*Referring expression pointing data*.
--- START ---

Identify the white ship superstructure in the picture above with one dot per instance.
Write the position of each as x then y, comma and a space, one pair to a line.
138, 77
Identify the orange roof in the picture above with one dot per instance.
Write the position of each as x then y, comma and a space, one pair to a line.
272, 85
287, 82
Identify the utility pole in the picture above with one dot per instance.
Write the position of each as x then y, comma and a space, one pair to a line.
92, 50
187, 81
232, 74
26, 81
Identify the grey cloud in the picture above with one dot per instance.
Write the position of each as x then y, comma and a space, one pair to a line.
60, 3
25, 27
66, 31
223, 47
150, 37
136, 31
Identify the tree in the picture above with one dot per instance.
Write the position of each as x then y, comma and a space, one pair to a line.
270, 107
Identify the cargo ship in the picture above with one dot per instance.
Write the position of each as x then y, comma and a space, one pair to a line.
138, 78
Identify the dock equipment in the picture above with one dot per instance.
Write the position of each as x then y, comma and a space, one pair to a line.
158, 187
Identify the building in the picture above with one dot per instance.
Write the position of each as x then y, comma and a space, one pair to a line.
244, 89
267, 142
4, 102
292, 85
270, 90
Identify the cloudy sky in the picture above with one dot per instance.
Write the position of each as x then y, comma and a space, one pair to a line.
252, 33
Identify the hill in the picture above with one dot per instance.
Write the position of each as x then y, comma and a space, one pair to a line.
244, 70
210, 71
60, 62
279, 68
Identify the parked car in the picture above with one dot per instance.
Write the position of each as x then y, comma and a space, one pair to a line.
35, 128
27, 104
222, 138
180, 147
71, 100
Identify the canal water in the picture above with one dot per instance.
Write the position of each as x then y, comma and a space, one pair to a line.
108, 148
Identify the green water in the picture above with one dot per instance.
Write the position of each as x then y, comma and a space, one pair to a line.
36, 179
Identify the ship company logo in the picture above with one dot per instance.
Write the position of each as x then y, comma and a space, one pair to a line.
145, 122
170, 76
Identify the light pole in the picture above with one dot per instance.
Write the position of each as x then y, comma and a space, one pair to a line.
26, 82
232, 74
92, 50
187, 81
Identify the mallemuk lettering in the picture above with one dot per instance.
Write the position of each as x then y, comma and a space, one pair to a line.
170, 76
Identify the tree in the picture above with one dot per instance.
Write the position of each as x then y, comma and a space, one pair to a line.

--- END ---

*ACTION ITEM*. Search the data for the string "water" and copy each line where it appears.

*ANSWER BOX*.
Identify the canal water in the picture above with one dot per instance.
Identify the green water in the picture above with one dot per instance.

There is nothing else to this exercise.